Exercise set →
1. Copy the section of the passage on practitioners looking after themselves starting with "At a particularly" and going on through "and they help.".
2. Carry on the passage about how mental health practitioners get through their training year, picking up after its last sentence.

Passage →
The below is an extract in a chapter from The CWP and EMHP Handbook called ‘Looking After Yourself’ which gives an insight from practitioners on how they keep their wellbeing in check, and cope with the demands of the job.
By the end of the training year most practitioners feel totally frazzled. One group of EMHPs questioned if they’d have applied if they’d known how tough it would be. Here are some of the group’s tips on surviving the year.
I’ve had to learn to let things go. I’ve spent hours ruminating about
sessions and how they’ve gone, questioning myself and saying, ‘I
should I have done this or that.’ I now have a list of positive self-talk
statements and if I notice myself going down that rabbit hole I practise
using them – stuff like ‘I’ve done my best, keep going, tomorrow will
be even better than today.’ They help.
I’ve had to be really strict with myself and never work at weekends!
It’s been really hard to bracket them off but having two full days off
helps me reset and recharge.
At a particularly low point during the course, with loads of deadlines
hanging over me, I did a ‘chairwork’ exercise with my supervisor where
she asked me to imagine the younger me, the one applying for the
course, sitting on a chair opposite me. She asked me to describe the
values that drove the younger me to apply to be an EMHP. Th is helped
me connect back to what drove me to do this role and why I’m here in
the fi rst place. It was also a reminder that I am a kind person, and that
I need to give myself a bit more of that kindness when I get frustrated
with myself. I wrote down some practical tips that the ‘younger me’
would encourage me to follow in times of stress, and they help.
I’ve learnt to look at who’s responsible for progress and a good outcome,
and question if it’s all my responsibility. It’s all so systemic.
Sometimes I do a responsibility pie, looking at who is involved in the
person’s progress. I might only be 25 per cent of that. It has to come
from the family too. They have to be engaged. I also do a visualisation
when my day is done. I visualise a big switch for my working day and
turn it off. I then imagine putting my laptop away in a box and say
‘bye-bye work!’ When working from home I’ve realised I probably talk
too much about work stress with my family, which isn’t good. It’s
much healthier to have a ten-minute chat with a colleague at the end
of each day to off-load.

(Stored data)

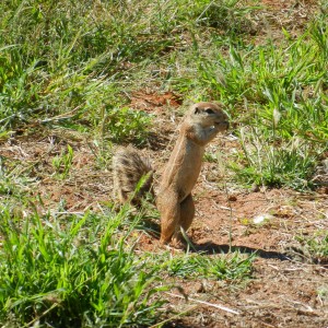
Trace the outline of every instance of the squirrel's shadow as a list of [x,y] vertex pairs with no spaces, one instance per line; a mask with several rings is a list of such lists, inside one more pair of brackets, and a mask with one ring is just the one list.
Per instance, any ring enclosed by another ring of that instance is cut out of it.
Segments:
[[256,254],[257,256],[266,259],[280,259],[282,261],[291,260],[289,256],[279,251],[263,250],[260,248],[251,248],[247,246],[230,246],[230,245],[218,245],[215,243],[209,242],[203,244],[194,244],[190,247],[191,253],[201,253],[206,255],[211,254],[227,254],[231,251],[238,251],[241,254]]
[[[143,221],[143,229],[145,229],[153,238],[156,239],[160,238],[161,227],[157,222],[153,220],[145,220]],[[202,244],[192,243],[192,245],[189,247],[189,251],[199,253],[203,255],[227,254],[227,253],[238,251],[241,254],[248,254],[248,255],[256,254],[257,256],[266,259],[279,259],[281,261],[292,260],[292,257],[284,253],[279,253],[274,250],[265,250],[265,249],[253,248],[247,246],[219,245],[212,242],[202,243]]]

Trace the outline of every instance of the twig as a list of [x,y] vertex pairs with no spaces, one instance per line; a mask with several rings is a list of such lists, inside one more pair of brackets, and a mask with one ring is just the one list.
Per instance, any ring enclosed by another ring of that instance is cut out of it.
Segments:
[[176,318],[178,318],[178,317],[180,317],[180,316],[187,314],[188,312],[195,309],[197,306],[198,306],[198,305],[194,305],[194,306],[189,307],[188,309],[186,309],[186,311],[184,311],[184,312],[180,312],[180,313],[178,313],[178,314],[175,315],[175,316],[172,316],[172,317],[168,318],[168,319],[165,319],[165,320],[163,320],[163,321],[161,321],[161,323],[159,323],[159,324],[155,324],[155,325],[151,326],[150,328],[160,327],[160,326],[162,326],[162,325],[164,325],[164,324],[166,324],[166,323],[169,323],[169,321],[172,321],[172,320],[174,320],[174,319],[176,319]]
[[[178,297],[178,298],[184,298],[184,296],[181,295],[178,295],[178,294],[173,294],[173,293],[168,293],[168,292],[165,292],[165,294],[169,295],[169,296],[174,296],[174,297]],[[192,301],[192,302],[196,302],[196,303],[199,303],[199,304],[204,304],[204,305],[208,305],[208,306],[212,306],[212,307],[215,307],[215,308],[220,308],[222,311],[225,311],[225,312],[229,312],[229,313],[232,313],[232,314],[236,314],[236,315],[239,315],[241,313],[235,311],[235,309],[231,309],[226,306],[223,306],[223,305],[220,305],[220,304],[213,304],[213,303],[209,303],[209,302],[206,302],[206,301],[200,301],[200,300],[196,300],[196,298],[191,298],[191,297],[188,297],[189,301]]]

--

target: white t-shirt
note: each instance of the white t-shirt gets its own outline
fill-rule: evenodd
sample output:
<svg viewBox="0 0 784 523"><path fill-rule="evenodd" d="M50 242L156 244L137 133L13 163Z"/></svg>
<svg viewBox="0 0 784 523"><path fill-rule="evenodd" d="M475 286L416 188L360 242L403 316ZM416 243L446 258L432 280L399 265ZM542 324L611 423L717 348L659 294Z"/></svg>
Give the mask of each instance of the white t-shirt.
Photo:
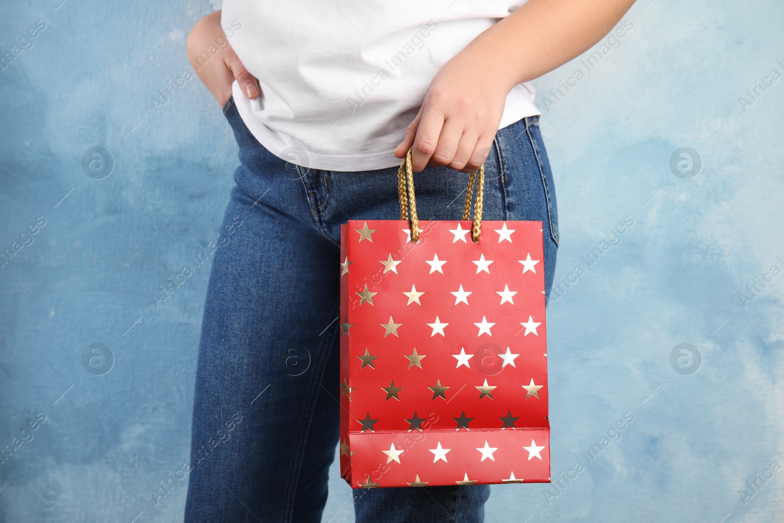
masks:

Per-task outputs →
1.
At a particularly low point during the course, with loads of deadlines
hanging over me, I did a ‘chairwork’ exercise with my supervisor where
she asked me to imagine the younger me, the one applying for the
course, sitting on a chair opposite me. She asked me to describe the
values that drove the younger me to apply to be an EMHP. Th is helped
me connect back to what drove me to do this role and why I’m here in
the fi rst place. It was also a reminder that I am a kind person, and that
I need to give myself a bit more of that kindness when I get frustrated
with myself. I wrote down some practical tips that the ‘younger me’
would encourage me to follow in times of stress, and they help.

2.
I always want my young people to make big improvements and it
stresses me out when it doesn’t happen. My supervisor told me something
really helpful. She said our job purpose is to follow the protocols
as best we can, rather than ensuring improvement. This really helped,
because obviously lots of other stuff happens in kids’ lives – family
stuff, friendships and even pandemics. We’re all nice and of course we
want to help. But we need to unhook ourselves from the expectation
we can make everyone better. We just need to follow the manuals and
the approaches as best we can, tailored to each young person.
I hate saying no to people…and I hated even bringing this difficulty
up…but I just had to talk to my supervisor about it as I wasn’t coping
with the essays, case studies and clinical work all at once. She helped
me work out my priorities, and we agreed the number one priority
was for me to pass the course. If I didn’t manage that, nothing else
would matter anyway! It was awkward talking about it as I don’t like
others to think I can’t cope, but it was really useful.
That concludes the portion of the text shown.